-- BEGIN Reading text --

National Football League
Tua Tagovailoa has become the NFL's great unknown
National Football League

Tua Tagovailoa has become the NFL's great unknown

Published Jan. 8, 2020 9:02 p.m. ET

With Tua Tagovailoa, it is always about the unknowns.

It was that way back in January 2018, when he burst onto the national sports radar and helped himself to an indelible piece of college football history. At that point, the unknowns were what made him exciting; the youngster from Hawaii, suddenly thrust into the second half of a national title game with his team trailing and asked to conjure some magic.

No one knew whether Tagovailoa had the game or the gumption to spearhead a revival against Georgia, but there was the basic fact that Alabama coach Nick Saban trusted him enough to switch out incumbent Jalen Hurts with the season on the line. You felt like something was going to happen — and of course, as the record books show, it did.

Now, having declared for the National Football League Draft and thereby officially ending his college career on Monday, Tagovailoa is back in the spotlight, and again it is all about what we don’t know rather than what we do. We know by now, after 24 college games and a record-shattering Crimson Tide career pockmarked by injury, what the 21-year-old quarterback is capable of at his best.

-- END Reading text --
-- BEGIN Data section --

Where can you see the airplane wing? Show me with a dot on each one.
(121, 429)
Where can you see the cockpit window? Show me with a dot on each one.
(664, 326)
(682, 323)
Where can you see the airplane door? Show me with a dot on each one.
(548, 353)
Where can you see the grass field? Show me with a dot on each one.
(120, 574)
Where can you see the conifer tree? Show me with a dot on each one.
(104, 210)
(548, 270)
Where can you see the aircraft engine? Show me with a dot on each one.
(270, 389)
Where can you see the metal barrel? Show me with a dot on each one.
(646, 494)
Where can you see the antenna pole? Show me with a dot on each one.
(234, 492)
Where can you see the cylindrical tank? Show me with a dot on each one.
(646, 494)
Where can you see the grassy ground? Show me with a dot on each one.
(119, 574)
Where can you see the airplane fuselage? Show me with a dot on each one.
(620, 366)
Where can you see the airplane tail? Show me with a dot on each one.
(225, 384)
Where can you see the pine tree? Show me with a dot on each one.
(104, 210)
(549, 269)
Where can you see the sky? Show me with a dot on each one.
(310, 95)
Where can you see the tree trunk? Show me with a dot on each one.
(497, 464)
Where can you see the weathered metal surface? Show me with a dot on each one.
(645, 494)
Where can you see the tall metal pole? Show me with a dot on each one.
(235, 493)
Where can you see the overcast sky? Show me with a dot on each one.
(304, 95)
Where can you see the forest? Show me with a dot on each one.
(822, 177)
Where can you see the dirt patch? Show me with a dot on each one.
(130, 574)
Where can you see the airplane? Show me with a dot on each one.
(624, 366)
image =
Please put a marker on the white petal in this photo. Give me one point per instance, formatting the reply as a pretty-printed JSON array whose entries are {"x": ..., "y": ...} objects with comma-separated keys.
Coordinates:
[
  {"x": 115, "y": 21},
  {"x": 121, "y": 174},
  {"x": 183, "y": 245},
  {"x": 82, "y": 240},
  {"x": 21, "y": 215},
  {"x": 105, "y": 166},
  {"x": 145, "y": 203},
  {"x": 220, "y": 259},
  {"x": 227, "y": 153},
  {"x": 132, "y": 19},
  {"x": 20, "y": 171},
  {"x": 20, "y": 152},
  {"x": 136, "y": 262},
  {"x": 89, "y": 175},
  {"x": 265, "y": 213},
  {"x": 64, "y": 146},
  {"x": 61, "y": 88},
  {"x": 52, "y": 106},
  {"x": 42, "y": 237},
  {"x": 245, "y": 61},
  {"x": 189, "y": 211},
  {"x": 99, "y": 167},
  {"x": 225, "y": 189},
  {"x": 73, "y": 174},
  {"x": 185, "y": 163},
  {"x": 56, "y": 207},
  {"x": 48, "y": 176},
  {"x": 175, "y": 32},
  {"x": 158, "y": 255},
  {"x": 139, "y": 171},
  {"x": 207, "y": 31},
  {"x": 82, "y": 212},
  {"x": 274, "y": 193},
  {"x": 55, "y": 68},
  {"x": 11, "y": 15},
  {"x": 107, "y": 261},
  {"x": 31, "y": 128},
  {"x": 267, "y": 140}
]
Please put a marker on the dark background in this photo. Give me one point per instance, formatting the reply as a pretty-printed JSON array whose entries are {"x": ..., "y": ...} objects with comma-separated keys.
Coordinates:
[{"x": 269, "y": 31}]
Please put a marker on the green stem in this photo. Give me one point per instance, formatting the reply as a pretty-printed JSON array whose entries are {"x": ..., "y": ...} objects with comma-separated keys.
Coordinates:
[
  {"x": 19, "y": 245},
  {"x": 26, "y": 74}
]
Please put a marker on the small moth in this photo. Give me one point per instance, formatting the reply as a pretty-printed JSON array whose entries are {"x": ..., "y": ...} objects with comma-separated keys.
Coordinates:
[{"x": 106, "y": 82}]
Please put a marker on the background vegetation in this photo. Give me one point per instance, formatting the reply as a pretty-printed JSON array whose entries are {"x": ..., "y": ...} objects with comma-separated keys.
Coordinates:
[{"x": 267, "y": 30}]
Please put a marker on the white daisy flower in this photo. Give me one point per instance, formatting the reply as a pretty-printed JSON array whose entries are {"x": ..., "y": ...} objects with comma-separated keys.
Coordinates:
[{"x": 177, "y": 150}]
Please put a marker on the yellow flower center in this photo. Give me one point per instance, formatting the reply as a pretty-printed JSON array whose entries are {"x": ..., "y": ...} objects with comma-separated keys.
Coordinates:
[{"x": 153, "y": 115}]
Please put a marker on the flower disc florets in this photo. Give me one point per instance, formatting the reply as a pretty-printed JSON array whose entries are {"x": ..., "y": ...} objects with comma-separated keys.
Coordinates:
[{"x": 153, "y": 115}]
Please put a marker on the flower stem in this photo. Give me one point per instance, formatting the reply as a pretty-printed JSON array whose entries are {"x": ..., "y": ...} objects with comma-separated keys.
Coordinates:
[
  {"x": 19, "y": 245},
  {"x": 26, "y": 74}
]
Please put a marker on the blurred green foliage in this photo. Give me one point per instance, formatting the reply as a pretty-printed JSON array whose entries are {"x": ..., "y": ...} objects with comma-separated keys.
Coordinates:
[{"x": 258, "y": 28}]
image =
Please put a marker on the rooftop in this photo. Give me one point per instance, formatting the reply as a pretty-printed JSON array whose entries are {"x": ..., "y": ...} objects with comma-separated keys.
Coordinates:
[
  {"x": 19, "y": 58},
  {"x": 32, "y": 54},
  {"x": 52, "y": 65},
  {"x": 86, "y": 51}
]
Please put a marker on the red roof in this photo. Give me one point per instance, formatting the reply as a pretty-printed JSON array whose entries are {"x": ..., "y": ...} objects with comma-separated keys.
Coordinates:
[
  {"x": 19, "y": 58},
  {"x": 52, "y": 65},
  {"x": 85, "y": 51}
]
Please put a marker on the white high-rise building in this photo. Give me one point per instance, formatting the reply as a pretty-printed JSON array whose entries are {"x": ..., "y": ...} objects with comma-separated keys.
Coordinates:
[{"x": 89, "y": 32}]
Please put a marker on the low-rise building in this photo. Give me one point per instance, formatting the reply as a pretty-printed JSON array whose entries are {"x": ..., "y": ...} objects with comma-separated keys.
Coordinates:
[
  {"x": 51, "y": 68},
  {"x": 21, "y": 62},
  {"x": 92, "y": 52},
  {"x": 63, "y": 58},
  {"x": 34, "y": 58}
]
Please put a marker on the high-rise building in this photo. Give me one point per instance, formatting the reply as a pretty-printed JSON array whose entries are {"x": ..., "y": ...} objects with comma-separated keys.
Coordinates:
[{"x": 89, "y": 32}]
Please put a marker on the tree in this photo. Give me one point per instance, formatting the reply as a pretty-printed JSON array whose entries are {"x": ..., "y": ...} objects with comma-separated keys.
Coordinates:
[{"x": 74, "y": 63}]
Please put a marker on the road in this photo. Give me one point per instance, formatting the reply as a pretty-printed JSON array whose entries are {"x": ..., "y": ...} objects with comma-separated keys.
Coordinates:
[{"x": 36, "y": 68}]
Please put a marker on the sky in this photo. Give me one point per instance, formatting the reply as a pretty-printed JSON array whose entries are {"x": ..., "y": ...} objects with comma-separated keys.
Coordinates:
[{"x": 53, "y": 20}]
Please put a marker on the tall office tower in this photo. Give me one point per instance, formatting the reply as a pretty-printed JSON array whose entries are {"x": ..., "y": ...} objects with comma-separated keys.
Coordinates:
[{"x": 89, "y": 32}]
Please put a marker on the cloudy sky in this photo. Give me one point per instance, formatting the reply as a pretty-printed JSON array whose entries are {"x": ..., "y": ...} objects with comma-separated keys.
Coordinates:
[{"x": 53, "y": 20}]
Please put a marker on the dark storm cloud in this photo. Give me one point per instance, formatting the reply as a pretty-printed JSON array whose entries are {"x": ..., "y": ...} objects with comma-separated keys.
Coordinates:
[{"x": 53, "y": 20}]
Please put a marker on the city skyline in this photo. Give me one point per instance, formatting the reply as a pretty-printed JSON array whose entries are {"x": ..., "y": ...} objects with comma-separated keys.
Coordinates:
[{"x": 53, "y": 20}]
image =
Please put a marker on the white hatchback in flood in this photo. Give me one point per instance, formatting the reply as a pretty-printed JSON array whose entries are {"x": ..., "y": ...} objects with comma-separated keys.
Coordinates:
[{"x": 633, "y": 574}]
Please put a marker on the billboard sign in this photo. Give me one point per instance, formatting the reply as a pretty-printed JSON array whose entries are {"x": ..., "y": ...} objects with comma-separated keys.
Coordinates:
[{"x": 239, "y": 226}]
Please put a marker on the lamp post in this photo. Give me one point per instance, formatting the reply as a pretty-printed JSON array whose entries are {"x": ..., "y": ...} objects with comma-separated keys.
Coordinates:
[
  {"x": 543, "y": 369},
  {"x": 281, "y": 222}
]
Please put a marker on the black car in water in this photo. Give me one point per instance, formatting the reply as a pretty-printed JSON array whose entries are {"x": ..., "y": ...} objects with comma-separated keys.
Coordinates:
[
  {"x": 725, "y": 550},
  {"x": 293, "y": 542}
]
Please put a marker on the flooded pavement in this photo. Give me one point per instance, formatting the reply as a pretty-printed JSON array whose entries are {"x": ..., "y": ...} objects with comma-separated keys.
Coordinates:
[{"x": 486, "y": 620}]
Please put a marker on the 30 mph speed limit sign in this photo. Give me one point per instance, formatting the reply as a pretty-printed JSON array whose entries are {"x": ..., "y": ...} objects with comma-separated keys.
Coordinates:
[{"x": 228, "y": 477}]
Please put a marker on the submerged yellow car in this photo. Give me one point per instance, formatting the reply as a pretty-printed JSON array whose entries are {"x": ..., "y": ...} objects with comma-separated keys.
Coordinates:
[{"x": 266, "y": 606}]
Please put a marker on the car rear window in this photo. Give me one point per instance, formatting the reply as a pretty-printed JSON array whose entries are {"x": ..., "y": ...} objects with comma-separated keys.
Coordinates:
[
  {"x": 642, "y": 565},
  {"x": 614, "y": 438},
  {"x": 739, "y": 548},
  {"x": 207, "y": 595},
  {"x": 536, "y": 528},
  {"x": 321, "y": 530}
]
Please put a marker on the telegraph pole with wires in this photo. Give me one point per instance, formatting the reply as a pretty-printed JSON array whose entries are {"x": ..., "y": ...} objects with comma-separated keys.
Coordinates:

-- END Data section --

■ Problem statement:
Which people does the article about Tua Tagovailoa name? List each one.

■ Answer to the problem:
Tua Tagovailoa, Nick Saban, Jalen Hurts